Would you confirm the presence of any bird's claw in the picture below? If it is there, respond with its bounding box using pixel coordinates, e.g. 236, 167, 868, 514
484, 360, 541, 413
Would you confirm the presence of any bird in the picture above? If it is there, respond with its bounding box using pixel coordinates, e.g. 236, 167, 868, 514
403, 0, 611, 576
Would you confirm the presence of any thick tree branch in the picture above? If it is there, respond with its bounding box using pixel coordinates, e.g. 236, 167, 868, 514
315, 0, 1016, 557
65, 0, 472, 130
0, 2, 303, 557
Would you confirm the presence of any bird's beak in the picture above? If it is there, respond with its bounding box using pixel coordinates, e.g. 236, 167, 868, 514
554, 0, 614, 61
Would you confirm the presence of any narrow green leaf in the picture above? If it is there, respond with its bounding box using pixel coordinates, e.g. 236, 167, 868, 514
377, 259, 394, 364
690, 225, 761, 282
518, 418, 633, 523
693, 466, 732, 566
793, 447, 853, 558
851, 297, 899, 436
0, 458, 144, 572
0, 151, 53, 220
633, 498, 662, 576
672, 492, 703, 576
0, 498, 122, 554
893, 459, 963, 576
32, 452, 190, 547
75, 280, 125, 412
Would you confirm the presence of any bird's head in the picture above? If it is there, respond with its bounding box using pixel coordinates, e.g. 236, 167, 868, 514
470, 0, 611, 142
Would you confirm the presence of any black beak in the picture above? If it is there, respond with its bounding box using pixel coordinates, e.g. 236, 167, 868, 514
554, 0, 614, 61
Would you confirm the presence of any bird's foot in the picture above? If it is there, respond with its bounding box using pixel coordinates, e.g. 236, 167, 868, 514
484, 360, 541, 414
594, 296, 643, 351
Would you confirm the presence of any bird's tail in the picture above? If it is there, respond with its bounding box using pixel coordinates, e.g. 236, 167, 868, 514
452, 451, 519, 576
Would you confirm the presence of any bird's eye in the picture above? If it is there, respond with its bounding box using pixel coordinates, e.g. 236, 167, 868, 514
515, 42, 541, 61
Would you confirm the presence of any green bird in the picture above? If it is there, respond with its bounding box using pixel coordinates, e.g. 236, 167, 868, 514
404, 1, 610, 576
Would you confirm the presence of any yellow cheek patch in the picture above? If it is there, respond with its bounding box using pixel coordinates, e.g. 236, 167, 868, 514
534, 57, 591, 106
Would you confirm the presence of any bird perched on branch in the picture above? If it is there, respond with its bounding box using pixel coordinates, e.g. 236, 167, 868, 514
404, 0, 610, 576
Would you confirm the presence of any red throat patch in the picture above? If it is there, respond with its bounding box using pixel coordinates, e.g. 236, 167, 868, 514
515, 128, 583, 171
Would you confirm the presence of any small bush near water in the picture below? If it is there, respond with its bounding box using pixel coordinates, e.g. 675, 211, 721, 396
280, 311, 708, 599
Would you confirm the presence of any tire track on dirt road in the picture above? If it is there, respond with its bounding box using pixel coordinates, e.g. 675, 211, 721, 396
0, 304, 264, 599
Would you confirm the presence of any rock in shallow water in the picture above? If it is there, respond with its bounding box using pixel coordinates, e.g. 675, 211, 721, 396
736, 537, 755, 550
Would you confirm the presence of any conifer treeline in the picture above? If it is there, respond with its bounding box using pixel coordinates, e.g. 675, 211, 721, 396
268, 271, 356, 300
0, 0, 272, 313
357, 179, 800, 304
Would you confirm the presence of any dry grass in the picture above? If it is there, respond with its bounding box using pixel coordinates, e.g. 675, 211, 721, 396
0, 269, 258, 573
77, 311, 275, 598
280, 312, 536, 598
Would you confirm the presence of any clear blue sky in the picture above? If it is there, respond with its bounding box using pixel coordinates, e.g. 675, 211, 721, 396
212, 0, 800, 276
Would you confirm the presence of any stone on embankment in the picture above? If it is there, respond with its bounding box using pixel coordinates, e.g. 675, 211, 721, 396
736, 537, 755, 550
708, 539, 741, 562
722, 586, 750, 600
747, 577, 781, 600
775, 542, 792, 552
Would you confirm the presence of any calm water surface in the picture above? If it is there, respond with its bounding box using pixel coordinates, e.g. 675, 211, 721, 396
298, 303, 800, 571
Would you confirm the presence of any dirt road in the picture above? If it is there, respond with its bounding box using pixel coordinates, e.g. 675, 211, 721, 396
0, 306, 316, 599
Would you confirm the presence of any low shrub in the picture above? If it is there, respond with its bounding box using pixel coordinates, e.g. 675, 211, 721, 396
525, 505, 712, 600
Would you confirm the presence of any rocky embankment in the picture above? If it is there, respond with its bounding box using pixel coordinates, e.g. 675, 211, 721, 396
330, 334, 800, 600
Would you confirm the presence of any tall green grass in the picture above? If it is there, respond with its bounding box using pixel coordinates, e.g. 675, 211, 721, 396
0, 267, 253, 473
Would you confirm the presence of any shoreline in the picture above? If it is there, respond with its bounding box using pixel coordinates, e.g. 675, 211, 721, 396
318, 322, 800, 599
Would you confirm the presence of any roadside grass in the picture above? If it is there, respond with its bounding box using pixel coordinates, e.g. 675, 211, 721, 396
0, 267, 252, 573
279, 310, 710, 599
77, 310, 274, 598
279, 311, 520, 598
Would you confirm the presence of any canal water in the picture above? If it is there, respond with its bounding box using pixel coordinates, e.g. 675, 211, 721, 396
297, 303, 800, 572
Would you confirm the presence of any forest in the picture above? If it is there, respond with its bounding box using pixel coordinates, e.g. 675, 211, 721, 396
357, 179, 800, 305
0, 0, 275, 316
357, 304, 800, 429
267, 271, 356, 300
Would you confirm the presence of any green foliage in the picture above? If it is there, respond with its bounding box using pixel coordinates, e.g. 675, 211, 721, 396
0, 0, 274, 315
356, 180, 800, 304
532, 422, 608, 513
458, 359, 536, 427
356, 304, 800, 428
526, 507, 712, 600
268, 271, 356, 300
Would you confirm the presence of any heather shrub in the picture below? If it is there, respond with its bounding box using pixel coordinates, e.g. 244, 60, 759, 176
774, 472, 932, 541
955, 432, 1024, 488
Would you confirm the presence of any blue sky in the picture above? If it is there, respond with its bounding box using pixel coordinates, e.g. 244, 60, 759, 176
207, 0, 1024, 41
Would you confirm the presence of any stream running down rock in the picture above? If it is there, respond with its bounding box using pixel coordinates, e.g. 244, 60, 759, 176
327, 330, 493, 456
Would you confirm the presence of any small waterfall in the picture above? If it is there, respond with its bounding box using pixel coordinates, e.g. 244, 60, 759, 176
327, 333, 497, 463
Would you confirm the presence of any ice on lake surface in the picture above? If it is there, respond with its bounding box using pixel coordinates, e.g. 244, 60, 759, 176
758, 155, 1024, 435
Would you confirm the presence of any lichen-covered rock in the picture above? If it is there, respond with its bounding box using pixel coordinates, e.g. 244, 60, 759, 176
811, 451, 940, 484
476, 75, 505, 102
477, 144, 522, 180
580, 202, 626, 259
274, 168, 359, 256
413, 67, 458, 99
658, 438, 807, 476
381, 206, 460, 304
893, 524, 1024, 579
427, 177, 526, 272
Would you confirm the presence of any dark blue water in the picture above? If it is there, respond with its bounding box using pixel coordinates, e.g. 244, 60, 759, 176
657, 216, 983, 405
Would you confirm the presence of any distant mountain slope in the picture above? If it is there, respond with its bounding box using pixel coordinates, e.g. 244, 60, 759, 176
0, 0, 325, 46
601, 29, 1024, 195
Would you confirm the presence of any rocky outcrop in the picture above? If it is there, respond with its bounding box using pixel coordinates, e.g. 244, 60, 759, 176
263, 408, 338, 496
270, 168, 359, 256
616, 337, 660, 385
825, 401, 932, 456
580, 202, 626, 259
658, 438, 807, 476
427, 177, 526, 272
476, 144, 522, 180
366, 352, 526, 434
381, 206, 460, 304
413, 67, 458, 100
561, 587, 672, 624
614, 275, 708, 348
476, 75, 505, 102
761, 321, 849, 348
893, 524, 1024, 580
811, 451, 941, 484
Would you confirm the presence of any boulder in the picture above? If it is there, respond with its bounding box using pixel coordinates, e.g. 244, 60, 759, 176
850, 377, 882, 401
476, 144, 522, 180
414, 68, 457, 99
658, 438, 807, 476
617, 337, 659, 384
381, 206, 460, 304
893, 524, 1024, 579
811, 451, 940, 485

● ● ● ● ● ● ●

Rewrite the lines starting with the line that contains "Would you confirm the presence of any forest" and going on through the line that contains "955, 432, 1024, 488", both included, as a JSON list of strings with one string per line and no blank lines.

* **Correct output**
[
  "Would you confirm the presence of any forest in the picture above? If it is there, respond with its bounding box using pixel coordinates, e.g. 675, 211, 721, 396",
  "357, 179, 800, 305",
  "0, 0, 275, 316",
  "357, 304, 800, 429",
  "267, 271, 356, 300",
  "Would you confirm the presence of any green foliage in the picture above? If it is there, respond with its bounding box using pixel coordinates, e.g. 675, 211, 721, 396",
  "0, 0, 274, 315",
  "356, 180, 800, 304",
  "532, 422, 608, 513",
  "458, 359, 536, 427",
  "356, 304, 800, 428",
  "526, 507, 712, 600",
  "268, 271, 356, 300",
  "Would you confirm the presence of any heather shrub in the picture below? If it is there, respond with its bounding box using pixel coordinates, e.g. 244, 60, 759, 176",
  "774, 472, 932, 541",
  "955, 432, 1024, 488"
]